Mermaid's
Scar

"Une légende raconte que celui
qui mangera de la chair de sirène aura la vie éternelle". Sur ce simple
constat, établi dès le générique (envoûtant) du film, Mermaid's Scar
-littéralement, la Cicatrice de la Sirène- nous emmène dans un thriller
totalement inattendu, hors des sentiers battus. Sombre et désespéré,
jusqu'à la moëlle. Un OAV de 3/4 d'heure qui nous plonge toujours plus
loin dans l'horreur, parfois même dans le franchement gore, avec toutefois
une pointe de poésie finale.
Yûta et Mana (deux adolescents
ayant un lien de parenté), savent que la légende en question dit la
vérité : tous deux sont en effet immortels. Mais leur expérience les
a aussi prévenu d'effets secondaires indésirables... Ainsi, en quête
d'une vie paisible et moins longue (car comme dirait l'autre, l'éternité,
c'est long, surtout vers la fin), les deux jouvenceaux se retirent dans
une petite station balnéaire. Mal leur en prend, puisqu'ils y feront
la connaissance d'un certain Masato, un petit garçon aux desseins peu
honorables, contrairement à l'apparence qu'il pourrait renvoyer de prime
abord -le film le montre maltraité et persécuté par sa mère. Agé en
réalité de 800 ans, il va en effet tout mettre en oeuvre pour éradiquer
les deux intrus, un peu trop curieux et encombrants à son goût. D'un
coup, le film bascule ainsi dans l'horreur, et la cruauté de Masato
ne semble pas connaître de limites.

• • • •

**Consigne 1**
Selon la critique de Mermaid's Scar, pour quelle raison Masato cherche-t-il à éradiquer Yûta et Mana ? Répondez en une à trois phrases.

Extraits de données d'annotation de localisation
• • • •

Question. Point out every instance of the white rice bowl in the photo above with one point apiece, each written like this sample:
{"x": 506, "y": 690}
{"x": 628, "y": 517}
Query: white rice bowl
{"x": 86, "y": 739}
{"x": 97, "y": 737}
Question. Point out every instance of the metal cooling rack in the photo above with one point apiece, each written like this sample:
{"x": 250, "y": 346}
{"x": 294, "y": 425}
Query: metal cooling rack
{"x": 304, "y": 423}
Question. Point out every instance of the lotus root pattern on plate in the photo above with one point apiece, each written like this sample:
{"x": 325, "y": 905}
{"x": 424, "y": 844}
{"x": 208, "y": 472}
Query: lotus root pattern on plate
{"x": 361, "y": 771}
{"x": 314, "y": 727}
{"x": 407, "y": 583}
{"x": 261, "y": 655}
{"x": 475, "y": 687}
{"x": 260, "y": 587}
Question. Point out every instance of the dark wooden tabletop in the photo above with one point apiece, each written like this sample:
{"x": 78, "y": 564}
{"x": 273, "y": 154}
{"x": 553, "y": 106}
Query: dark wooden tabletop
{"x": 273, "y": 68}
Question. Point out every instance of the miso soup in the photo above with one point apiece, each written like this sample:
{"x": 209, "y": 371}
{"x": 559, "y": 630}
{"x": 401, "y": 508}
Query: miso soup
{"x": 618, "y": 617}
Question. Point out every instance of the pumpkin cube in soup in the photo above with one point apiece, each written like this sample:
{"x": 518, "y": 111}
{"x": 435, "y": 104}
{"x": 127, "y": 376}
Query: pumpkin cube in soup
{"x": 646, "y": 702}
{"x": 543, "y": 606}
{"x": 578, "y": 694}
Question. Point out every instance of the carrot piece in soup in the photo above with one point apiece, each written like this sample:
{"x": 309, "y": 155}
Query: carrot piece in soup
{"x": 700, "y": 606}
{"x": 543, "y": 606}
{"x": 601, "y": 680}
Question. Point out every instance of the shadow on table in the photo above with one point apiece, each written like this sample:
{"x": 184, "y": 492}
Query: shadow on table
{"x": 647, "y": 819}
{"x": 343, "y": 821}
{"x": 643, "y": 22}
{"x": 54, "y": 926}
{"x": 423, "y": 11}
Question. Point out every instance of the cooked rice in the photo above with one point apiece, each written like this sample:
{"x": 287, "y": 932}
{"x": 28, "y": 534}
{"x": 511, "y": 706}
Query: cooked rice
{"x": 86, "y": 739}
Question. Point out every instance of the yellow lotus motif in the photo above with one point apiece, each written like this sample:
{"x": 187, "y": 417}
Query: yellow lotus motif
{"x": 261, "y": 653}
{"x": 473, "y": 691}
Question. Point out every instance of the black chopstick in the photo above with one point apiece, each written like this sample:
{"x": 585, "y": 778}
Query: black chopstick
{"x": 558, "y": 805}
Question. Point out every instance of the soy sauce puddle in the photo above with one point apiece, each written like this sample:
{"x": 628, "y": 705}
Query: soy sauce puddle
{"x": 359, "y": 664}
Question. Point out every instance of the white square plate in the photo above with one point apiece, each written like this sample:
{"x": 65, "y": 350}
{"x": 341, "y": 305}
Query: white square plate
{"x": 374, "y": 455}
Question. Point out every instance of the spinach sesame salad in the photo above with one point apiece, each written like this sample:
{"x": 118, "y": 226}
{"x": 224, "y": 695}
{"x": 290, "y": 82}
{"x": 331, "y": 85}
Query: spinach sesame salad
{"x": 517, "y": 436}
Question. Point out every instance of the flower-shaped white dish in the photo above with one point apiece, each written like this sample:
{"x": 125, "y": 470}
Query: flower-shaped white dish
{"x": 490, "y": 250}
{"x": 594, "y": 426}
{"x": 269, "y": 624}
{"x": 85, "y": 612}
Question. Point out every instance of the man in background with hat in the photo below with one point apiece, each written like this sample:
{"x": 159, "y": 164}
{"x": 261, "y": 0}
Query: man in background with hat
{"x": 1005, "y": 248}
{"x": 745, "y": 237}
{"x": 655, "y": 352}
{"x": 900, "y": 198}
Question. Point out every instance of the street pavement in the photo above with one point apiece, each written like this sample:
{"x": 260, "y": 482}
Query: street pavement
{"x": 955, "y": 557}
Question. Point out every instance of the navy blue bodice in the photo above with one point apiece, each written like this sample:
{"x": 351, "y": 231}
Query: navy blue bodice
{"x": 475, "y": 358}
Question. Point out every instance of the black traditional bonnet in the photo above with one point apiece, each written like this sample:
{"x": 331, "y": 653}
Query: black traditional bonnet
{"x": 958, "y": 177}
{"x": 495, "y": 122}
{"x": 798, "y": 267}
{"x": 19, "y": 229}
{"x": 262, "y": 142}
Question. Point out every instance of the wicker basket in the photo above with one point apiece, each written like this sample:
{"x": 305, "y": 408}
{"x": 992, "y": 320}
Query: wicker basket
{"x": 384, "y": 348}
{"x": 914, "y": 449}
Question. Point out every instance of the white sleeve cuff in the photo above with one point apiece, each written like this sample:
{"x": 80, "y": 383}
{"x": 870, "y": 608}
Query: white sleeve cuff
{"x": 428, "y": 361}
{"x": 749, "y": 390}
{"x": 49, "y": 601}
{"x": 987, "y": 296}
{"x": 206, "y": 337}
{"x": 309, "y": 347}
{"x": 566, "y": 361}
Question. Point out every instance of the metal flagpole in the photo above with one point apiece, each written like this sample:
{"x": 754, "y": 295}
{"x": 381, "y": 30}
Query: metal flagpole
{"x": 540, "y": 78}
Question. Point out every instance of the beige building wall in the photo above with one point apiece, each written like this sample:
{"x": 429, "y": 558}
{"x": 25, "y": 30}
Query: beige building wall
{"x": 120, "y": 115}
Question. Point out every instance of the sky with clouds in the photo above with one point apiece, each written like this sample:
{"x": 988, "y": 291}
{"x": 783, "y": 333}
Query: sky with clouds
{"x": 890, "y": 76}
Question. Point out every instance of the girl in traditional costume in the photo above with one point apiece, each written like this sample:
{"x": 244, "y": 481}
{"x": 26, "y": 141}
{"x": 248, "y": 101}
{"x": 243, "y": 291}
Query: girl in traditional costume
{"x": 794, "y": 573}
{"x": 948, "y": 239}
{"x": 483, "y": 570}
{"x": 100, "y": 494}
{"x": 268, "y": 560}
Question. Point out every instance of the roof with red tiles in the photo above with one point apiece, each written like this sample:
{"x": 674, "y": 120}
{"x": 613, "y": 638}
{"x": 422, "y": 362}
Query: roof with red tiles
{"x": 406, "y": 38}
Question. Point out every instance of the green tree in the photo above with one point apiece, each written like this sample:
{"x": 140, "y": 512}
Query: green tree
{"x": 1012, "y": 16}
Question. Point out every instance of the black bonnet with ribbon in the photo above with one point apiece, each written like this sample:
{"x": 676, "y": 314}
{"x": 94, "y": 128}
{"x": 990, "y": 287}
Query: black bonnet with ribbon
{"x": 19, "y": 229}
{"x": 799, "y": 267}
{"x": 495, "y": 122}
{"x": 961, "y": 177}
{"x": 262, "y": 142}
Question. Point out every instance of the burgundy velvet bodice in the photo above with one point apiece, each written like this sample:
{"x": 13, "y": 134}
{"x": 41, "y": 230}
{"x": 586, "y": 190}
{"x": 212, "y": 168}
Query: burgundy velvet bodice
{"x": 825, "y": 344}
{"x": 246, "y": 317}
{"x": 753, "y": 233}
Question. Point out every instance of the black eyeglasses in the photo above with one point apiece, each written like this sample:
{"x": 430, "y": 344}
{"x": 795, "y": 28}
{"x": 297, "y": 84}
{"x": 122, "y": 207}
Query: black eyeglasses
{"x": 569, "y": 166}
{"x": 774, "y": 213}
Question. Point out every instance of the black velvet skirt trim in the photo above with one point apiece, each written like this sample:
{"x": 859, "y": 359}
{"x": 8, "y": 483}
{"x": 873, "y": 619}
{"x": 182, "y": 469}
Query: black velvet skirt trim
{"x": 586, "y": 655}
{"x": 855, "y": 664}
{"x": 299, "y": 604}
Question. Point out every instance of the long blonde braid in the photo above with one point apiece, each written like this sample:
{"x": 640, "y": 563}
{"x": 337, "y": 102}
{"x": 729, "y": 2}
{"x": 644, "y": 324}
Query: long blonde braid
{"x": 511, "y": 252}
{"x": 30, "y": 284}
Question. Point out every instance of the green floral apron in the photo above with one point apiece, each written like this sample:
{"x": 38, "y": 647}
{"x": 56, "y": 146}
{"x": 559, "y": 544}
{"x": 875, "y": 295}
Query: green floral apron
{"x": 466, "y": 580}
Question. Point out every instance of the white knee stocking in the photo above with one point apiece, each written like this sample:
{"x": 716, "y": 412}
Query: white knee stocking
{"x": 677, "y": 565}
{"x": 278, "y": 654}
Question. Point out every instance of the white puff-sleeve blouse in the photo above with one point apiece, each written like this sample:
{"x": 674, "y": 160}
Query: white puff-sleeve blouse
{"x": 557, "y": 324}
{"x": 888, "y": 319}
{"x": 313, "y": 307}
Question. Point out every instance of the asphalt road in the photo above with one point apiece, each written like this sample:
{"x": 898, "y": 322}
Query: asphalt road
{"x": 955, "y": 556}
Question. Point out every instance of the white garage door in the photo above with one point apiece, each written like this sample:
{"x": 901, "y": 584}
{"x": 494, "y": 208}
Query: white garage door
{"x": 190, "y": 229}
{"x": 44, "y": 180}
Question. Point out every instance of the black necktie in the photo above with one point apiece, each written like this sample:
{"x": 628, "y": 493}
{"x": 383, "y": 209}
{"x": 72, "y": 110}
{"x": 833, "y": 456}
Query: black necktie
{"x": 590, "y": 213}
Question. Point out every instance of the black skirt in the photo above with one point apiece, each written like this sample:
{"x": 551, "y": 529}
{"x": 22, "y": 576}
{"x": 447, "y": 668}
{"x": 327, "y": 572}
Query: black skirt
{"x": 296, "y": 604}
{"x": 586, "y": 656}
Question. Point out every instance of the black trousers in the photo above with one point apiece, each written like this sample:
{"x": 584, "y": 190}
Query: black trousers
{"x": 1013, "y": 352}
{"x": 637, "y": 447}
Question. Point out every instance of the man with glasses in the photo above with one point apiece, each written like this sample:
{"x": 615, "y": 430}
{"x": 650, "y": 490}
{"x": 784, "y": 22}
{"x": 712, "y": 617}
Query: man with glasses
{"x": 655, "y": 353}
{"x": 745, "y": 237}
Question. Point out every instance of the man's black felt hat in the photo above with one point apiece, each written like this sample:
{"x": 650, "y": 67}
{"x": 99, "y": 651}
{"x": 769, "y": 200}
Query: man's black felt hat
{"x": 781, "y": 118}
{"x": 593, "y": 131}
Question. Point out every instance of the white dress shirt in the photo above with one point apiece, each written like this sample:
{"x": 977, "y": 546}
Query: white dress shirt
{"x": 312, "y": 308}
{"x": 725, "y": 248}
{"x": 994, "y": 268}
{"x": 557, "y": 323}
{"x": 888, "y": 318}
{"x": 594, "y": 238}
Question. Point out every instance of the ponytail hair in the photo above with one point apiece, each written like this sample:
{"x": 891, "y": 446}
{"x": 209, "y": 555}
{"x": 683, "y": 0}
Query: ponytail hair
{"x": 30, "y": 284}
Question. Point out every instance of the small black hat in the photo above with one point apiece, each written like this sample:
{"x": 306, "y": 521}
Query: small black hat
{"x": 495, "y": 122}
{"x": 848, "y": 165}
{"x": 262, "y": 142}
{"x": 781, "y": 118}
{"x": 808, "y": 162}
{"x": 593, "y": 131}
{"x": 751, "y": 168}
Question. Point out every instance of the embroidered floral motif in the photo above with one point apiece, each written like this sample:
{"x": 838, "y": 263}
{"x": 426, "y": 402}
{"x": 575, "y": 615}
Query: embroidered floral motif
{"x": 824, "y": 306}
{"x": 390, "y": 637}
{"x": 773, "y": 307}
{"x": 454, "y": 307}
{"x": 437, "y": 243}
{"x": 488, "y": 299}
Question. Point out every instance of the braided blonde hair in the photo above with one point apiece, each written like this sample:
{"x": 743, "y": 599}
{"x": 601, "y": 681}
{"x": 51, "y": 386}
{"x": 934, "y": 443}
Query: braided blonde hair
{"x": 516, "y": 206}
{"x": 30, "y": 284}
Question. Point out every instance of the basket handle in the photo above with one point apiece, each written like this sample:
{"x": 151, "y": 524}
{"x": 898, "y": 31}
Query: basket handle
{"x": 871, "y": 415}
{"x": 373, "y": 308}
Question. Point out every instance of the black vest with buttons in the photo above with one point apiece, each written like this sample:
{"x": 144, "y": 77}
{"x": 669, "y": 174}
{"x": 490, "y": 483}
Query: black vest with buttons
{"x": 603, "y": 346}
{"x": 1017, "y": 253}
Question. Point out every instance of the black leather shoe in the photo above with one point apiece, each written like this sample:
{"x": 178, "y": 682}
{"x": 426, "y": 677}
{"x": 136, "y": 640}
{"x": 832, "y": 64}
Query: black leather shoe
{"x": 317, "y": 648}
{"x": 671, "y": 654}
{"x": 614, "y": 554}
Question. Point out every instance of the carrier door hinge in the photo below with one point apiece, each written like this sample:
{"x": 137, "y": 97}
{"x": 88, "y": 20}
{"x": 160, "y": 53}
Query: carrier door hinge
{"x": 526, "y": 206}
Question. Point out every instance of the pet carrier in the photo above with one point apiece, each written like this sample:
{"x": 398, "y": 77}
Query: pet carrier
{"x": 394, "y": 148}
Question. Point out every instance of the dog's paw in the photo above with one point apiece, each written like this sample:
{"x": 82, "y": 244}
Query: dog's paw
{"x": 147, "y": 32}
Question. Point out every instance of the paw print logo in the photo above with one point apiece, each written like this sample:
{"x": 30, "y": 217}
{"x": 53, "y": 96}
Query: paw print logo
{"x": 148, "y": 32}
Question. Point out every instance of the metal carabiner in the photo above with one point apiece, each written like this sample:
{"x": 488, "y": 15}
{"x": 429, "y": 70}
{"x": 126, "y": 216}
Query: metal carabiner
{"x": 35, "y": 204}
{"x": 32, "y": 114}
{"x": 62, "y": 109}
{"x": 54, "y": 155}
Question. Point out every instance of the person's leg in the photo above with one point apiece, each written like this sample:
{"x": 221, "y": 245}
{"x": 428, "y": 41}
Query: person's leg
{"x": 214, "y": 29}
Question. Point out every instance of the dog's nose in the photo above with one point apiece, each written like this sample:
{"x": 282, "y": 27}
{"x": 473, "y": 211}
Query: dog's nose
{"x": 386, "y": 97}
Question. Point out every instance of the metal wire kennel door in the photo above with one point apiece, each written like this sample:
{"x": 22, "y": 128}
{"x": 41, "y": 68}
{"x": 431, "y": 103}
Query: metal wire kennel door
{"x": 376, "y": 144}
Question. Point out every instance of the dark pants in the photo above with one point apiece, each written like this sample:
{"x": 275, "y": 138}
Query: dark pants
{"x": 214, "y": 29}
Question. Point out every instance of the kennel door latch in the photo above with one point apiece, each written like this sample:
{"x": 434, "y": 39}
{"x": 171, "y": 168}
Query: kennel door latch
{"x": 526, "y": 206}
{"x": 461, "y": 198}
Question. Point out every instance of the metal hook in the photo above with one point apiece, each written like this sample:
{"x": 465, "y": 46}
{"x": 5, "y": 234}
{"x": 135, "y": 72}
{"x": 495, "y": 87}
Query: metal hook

• • • •

**Consigne 2**
Montrez chaque ligne des enregistrements où figure le mot « dark ».

**Solution complète 1**
Masato veut éradiquer Yûta et Mana parce qu'il les trouve un peu trop curieux et encombrants à son goût. Pour lui, ce sont deux intrus.

**Solution complète 2**
Question. Point out every instance of the dark wooden tabletop in the photo above with one point apiece, each written like this sample:
Query: dark wooden tabletop
Question. Point out every instance of the dark pants in the photo above with one point apiece, each written like this sample:
Query: dark pants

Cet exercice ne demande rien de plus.